Data section ->
======

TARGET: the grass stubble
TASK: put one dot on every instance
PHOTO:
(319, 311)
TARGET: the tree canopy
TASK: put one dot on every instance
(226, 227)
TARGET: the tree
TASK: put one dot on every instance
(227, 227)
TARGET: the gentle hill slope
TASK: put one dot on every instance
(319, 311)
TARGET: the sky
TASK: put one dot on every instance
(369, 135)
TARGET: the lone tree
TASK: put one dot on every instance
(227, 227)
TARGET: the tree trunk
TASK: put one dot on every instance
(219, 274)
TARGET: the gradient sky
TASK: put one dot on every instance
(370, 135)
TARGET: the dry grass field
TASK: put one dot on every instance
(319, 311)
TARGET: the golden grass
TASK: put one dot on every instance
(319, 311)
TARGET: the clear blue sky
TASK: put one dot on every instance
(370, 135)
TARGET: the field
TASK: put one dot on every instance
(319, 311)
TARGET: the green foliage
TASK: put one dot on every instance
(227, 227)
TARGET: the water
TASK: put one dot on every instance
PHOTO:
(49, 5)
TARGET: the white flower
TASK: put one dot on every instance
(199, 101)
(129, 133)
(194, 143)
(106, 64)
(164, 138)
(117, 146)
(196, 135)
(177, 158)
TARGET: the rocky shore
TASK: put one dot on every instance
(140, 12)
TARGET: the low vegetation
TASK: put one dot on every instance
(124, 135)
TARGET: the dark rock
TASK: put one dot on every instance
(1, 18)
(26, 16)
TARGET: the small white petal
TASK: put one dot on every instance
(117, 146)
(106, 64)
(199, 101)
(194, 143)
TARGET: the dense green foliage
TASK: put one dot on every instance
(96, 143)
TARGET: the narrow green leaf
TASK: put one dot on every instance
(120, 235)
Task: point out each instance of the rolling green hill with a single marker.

======

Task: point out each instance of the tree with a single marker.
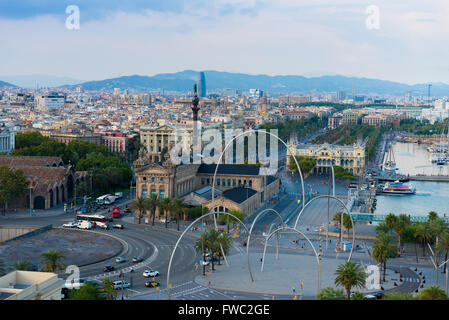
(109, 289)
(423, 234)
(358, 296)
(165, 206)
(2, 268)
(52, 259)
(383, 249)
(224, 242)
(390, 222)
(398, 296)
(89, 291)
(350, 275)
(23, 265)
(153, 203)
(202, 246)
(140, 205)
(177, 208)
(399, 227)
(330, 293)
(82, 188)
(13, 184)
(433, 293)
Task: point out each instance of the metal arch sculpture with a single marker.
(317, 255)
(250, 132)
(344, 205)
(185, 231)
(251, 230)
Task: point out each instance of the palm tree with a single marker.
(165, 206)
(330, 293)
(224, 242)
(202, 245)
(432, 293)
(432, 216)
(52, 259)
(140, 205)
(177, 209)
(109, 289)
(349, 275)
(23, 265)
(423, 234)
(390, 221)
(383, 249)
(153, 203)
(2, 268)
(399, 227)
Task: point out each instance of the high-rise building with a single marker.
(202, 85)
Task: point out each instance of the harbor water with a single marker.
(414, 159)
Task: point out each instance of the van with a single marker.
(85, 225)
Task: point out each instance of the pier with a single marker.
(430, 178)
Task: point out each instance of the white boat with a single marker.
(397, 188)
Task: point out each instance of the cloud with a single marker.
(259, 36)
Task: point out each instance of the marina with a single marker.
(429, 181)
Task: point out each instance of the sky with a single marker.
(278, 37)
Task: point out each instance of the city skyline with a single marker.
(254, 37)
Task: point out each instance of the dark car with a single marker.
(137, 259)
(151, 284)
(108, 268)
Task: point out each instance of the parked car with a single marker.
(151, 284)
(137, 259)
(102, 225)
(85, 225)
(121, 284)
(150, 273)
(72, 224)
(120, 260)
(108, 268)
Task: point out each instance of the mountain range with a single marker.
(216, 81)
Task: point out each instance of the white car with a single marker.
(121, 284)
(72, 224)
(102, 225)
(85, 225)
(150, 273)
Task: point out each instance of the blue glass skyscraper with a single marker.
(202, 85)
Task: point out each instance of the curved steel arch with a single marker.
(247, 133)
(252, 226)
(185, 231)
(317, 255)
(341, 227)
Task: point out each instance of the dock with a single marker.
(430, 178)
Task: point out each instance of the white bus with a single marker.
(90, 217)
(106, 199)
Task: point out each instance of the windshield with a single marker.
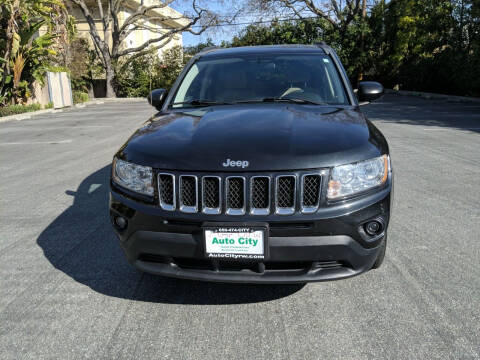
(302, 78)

======

Written instruction -> Rewrite the data above as a JSON list of strings, one string per line and no blank lines. Begin at the line containing "TARGET: the dense green foliage" and stop after the line containing "Task: point out each instance of the rolling".

Reply ->
[
  "TARGET: the dense green foliage",
  "TASK: put one dot on every instance",
  "(96, 143)",
  "TARGET: the narrow green leaf",
  "TASK: put one dot on every instance",
  "(120, 235)",
  "Task: point out each instance of the rolling green hill with a single marker."
]